**WHAT IS REQUIRED**. Everything from the line that contains "Target: tapered wooden leg" through the final line of the records should be written out exactly, and nothing outside that span.

-- Start RECORDS TO PROCESS --

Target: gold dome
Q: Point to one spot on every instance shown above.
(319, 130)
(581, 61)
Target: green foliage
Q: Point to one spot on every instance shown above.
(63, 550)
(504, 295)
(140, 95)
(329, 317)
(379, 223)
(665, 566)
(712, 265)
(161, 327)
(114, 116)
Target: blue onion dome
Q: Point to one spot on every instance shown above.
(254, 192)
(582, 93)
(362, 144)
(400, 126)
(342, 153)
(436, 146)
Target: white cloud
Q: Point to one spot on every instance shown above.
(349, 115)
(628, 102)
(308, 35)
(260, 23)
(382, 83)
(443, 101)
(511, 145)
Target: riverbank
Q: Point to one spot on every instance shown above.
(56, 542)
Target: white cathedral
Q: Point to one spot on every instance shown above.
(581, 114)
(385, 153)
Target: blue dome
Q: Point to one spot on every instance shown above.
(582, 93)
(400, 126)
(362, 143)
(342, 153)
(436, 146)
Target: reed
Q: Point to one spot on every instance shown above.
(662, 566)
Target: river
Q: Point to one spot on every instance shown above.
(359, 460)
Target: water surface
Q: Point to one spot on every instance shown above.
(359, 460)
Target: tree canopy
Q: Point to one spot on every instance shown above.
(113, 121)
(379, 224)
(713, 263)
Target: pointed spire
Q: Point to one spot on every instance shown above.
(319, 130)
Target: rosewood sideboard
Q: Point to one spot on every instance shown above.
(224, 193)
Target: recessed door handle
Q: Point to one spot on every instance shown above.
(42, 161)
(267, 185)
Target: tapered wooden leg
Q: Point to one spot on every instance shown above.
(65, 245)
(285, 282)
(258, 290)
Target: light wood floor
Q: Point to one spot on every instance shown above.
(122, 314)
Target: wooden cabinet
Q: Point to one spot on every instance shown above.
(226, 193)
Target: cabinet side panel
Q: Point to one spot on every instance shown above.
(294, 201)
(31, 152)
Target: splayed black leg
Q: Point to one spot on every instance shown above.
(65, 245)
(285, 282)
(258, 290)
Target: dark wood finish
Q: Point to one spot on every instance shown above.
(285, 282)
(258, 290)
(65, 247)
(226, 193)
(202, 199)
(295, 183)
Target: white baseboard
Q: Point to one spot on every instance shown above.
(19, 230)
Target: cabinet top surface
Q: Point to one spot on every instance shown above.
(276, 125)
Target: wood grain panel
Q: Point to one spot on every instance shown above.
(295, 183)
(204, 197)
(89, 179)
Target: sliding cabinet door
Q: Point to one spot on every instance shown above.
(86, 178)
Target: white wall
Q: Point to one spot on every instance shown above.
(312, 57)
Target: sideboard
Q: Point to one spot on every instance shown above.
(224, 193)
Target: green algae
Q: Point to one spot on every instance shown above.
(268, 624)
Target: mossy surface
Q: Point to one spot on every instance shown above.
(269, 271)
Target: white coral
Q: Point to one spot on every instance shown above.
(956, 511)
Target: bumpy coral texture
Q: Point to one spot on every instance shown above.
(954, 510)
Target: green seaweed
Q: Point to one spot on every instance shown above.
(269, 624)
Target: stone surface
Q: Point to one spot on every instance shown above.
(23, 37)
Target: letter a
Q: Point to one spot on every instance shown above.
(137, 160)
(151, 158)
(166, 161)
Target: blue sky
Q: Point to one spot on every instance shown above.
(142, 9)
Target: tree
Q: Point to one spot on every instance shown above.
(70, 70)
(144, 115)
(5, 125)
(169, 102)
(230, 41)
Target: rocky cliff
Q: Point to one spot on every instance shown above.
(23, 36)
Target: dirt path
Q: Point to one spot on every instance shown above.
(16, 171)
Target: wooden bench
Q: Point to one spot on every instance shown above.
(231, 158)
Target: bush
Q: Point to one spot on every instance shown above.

-- End RECORDS TO PROCESS --

**SOLUTION BELOW**.
Target: tapered wooden leg
Q: Point to one spot on every instance shown above.
(65, 245)
(285, 282)
(258, 290)
Target: light wood floor
Q: Point to one spot on every instance shown above.
(122, 314)
Target: wooden cabinet
Q: Point to one spot on every instance shown above.
(226, 193)
Target: cabinet side panel
Q: Point to one spot on every instance shown above.
(294, 201)
(31, 152)
Target: splayed black leg
Q: Point to one spot on every instance shown above.
(65, 245)
(285, 282)
(258, 290)
Target: dark wood finish
Q: Point to one spot on every instance shown above.
(285, 282)
(258, 290)
(65, 247)
(226, 193)
(202, 199)
(295, 183)
Target: white baseboard
Q: Point to one spot on every instance shown above.
(19, 230)
Target: cabinet top surface
Q: Point to one spot on every instance shown above.
(276, 125)
Target: wood grain panel
Q: Point to one spot on every instance shown above.
(295, 183)
(204, 197)
(89, 179)
Target: sliding cabinet door
Q: Point to one spot on every instance shown above.
(86, 178)
Target: white wall
Q: Point to one spot on every instance shown above.
(312, 57)
Target: sideboard
Q: Point to one spot on every instance shown above.
(224, 193)
Target: green algae
Q: Point to one spot on every instance shown above.
(268, 624)
Target: mossy surface
Q: Point to one spot on every instance shown above.
(269, 271)
Target: white coral
Q: Point to one spot on every instance shown above.
(956, 511)
Target: bumpy coral texture
Q: Point to one spot on every instance shown above.
(954, 510)
Target: green seaweed
Q: Point to one spot on every instance shown above.
(269, 624)
Target: stone surface
Q: Point to one spot on every instance shown above.
(23, 37)
Target: letter a
Q: Point to one spot on every instance shown above.
(137, 160)
(151, 158)
(166, 161)
Target: blue sky
Q: Point to one spot on every instance shown above.
(142, 9)
Target: tree
Q: Point to one spot on every instance shown above.
(70, 70)
(144, 115)
(5, 125)
(169, 102)
(230, 41)
Target: rocky cliff
Q: Point to one spot on every instance shown above.
(23, 36)
Target: dirt path
Q: Point to one spot on every instance shown above.
(16, 171)
Target: wooden bench
Q: Point to one spot on every instance shown above.
(231, 158)
Target: bush
Q: Point to one spot on every instance shown above.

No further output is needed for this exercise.